(Region pointing data)
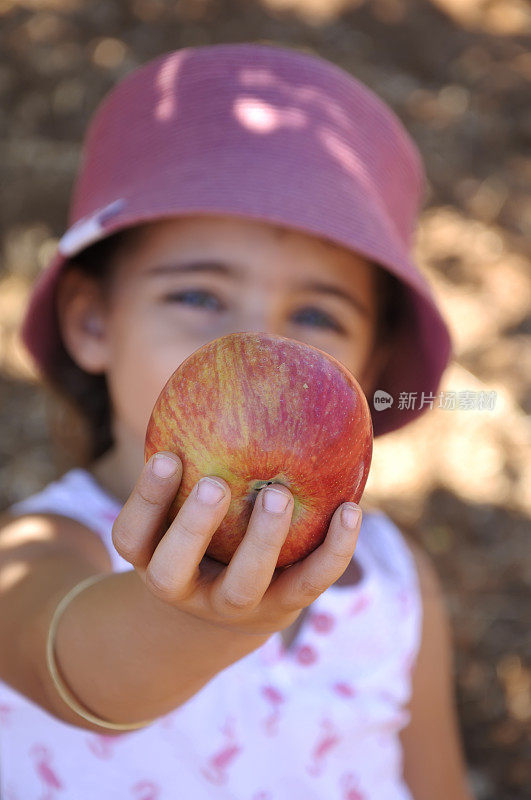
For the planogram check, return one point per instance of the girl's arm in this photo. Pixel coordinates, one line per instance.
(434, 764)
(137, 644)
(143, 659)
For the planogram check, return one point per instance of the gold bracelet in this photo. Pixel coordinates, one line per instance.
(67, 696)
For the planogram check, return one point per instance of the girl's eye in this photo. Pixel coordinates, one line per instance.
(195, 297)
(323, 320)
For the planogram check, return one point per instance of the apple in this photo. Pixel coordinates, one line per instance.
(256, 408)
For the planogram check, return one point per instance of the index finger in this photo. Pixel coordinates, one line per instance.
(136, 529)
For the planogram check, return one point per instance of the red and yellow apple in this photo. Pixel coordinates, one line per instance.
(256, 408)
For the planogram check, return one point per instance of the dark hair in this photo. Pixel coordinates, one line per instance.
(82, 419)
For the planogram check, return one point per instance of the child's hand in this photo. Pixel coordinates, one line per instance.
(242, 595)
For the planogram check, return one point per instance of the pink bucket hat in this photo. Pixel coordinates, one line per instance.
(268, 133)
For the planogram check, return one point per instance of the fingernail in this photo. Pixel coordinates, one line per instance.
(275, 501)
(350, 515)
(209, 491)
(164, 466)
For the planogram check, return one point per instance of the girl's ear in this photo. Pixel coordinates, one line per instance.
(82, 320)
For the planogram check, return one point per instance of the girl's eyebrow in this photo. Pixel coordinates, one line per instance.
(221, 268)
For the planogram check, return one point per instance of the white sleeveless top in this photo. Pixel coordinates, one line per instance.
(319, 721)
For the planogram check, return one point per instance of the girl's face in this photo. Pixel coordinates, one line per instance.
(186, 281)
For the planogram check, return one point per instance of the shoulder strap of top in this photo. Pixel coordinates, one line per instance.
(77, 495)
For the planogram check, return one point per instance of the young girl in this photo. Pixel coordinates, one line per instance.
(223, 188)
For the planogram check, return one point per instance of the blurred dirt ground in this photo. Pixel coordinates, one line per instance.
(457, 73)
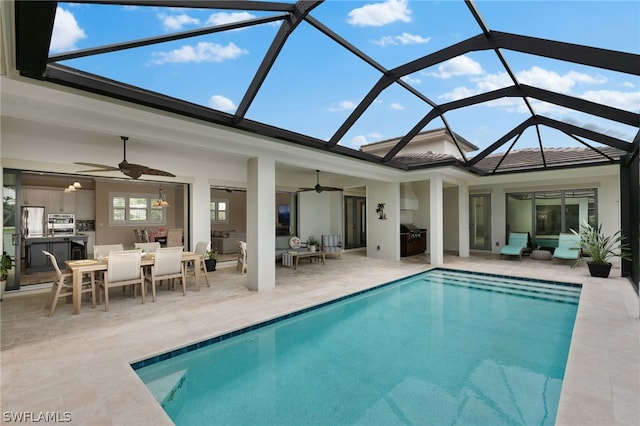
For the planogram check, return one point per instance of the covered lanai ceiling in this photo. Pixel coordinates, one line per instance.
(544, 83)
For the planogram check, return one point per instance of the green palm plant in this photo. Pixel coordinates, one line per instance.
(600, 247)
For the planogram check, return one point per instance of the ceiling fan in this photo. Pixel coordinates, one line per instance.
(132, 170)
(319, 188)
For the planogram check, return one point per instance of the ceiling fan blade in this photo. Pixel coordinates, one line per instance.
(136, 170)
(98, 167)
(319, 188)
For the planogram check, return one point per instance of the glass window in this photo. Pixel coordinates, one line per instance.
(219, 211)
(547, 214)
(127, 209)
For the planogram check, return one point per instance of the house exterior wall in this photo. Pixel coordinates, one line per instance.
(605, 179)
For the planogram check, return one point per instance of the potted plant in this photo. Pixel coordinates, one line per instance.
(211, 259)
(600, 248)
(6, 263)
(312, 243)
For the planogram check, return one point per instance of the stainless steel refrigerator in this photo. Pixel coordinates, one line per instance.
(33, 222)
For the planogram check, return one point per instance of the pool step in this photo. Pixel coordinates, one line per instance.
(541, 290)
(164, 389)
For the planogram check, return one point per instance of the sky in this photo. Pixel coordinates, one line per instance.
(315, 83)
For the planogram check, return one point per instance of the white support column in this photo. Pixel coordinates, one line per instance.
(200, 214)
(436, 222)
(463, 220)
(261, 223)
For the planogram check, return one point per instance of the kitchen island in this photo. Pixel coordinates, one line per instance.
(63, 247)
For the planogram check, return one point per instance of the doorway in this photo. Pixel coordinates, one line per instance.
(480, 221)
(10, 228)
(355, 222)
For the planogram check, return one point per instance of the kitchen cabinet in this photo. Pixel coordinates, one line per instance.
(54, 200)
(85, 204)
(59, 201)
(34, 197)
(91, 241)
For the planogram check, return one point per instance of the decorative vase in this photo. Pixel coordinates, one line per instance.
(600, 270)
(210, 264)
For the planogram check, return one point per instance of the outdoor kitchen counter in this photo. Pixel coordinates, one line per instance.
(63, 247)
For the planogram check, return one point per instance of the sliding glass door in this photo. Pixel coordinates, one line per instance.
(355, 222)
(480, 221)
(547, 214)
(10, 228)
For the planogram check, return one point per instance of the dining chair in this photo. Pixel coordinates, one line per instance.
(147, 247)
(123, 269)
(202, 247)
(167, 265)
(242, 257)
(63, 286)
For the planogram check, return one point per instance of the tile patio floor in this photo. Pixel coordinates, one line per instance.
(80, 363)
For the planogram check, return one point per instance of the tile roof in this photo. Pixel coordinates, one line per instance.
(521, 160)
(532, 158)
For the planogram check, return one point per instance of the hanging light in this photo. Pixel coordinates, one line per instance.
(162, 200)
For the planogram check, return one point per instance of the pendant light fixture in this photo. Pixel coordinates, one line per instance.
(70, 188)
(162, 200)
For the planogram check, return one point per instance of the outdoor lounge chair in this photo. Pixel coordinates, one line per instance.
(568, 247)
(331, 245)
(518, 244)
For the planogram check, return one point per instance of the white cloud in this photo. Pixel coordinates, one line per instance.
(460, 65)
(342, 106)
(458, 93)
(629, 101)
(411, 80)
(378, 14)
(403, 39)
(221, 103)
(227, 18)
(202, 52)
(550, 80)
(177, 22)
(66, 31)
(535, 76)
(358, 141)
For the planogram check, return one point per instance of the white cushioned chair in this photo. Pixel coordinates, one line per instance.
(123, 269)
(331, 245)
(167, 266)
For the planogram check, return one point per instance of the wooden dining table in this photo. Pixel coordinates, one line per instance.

• **Task prompt**
Set down all the entries exactly as they appear, but skip any pictures.

• **Reply to the exercise**
For the planogram check, return one point per instance of the girl's arm in this photo. Pixel coordinates, one line per instance.
(434, 764)
(137, 644)
(143, 659)
For the planogram check, return one point per instance of the gold bracelet in this photo. Pixel coordinates, one line per instance.
(67, 696)
For the planogram check, return one point per instance of the girl's eye in this photo. Pixel coordinates, one line per instance.
(195, 297)
(323, 320)
For the planogram check, return one point per instance of the apple in this photo. Pixel coordinates, one line per instance.
(256, 408)
For the planogram check, return one point per instance of the index finger in this photo. Pixel coordinates, one line per instance.
(136, 529)
For the planogram check, return one point per instance of the red and yellow apple in this photo. Pixel coordinates, one line per instance.
(256, 408)
For the planogram check, return one point per instance of the dark hair in this photo. Pixel coordinates, one line per instance.
(82, 419)
For the planogram check, return one point per instance of the child's hand in this photo. Pixel coordinates, one line per instance.
(242, 595)
For the planogram check, return one point per instance of the pink bucket hat in this photo. Pixel coordinates, one line per instance.
(268, 133)
For the planogram check, return one point per instance of the fingernail in this photo. Pixel coordinates, one line per instance.
(275, 501)
(350, 515)
(209, 491)
(164, 466)
For the planogram check, return one point per instance of the girl's ear in this photo. Pixel coordinates, one line per instance.
(82, 320)
For the planogram check, return one point per instance of the girl's eyebrow in this photo. Pixel coordinates, one line per instance.
(221, 268)
For the planogram check, return one point per instance of the white sleeveless top in this photo. Pixel coordinates, one line per instance.
(319, 721)
For the planogram check, return one point per instance of the girl's face in this photo. Pixel coordinates, one line per instance.
(186, 281)
For the planogram check, return one point per instance of the shoulder strap of top in this photo. Pixel coordinates, one line per instance.
(77, 495)
For the planogram check, return one point per instance of the young girl in this photo. Pixel coordinates, one line per instance.
(223, 188)
For the planogram check, return one point per instance of the blurred dirt ground in this photo. Pixel coordinates, one line per instance.
(457, 73)
For the planogram check, return one point per instance of the covered lanai ceiling in this photo. Pixel coordinates, one line per instance.
(544, 83)
For the planogram check, return one point per instance of the green palm plant in this photo. Pixel coordinates, one line per instance.
(600, 247)
For the planogram check, return one point per instance of the ceiling fan in this photo. Pixel coordinates, one line per instance.
(132, 170)
(319, 188)
For the planogram check, return one point per instance of the ceiling fan blade in this photo. Pixel coordinates, one line per instance.
(136, 170)
(98, 167)
(319, 188)
For the planogram check, return one point per instance of the glass window in this photo. Pixel coordinates, one line per instance.
(219, 211)
(547, 214)
(127, 209)
For the planogram check, return one point per instance of the house exterior wall in this photo. Pixel coordinates, one line per instance.
(605, 179)
For the planogram check, return one point per instance of the potted plant in this photo. Pixel coordinates, one line per instance.
(211, 259)
(600, 248)
(6, 263)
(312, 243)
For the planogram check, return one point per instance of the stainless steel refrigerator in this photo. Pixel coordinates, one line per instance.
(33, 222)
For the planogram check, return one point per instance of the pool step in this photo. Pixel coordinates, one line per instance.
(541, 290)
(164, 389)
For the planogram check, return one point per instance of the sky in this photo. Pixel coordinates, one line per instance.
(315, 83)
For the planogram check, return one point per instance of the white support column in this photo. Pixel coordinates, one line per instance.
(200, 214)
(436, 222)
(463, 220)
(261, 223)
For the planogram check, return one point per instance of the kitchen island in this photo. Pixel coordinates, one line per instance.
(63, 247)
For the planogram check, return one point per instance of the doorway in this photo. Pixel coordinates, one line per instance.
(480, 221)
(10, 228)
(355, 222)
For the planogram check, return one point per instance of the kitchen cabinet in this photo. Pixel coordinates, one line per instance.
(54, 200)
(85, 204)
(59, 201)
(34, 197)
(91, 241)
For the planogram check, return one point per instance of the decorative vase in this photo. Pixel coordinates, one line per instance.
(600, 270)
(210, 264)
For the planogram check, return one point per instance of the outdoor kitchen counter in this photo. Pixel coordinates, one line per instance.
(63, 247)
For the planogram check, return one point per instance of the sliding glass door in this photo. Pixel coordinates, one line per instance.
(355, 222)
(480, 221)
(547, 214)
(10, 228)
For the planogram check, return one point per instance of the dining chair in this photo. Pixel coordinates, one line per instance.
(147, 247)
(123, 269)
(202, 247)
(167, 265)
(242, 257)
(63, 286)
For the planogram check, return one point per instance of the tile patio floor in this photo. Pixel coordinates, one line per instance.
(80, 363)
For the planogram check, return one point per instance of the tile roof in this photo. Pixel coordinates, one line per instance.
(521, 160)
(532, 158)
For the planogram check, return one point per instance of the hanging light in this photo. Pixel coordinates, one line per instance.
(162, 200)
For the planogram check, return one point per instance of the pendant light fixture in this photo. Pixel coordinates, one line per instance.
(70, 188)
(162, 200)
For the planogram check, return one point per instance of the outdoor lounge chair in this photo. Pixel coordinates, one line per instance.
(568, 247)
(331, 245)
(518, 244)
For the planogram check, return one point per instance of the white cloud in this photo. Pixel coordinates, one line per instance.
(460, 65)
(342, 106)
(458, 93)
(629, 101)
(411, 80)
(378, 14)
(403, 39)
(221, 103)
(227, 18)
(202, 52)
(550, 80)
(177, 22)
(66, 31)
(535, 76)
(358, 141)
For the planogram check, return one point per instance of the white cushioned chair in this photo. Pixel coordinates, one line per instance.
(123, 269)
(331, 245)
(167, 266)
For the planogram check, return one point per instance of the wooden dining table in this photo. Pixel coordinates, one line per instance.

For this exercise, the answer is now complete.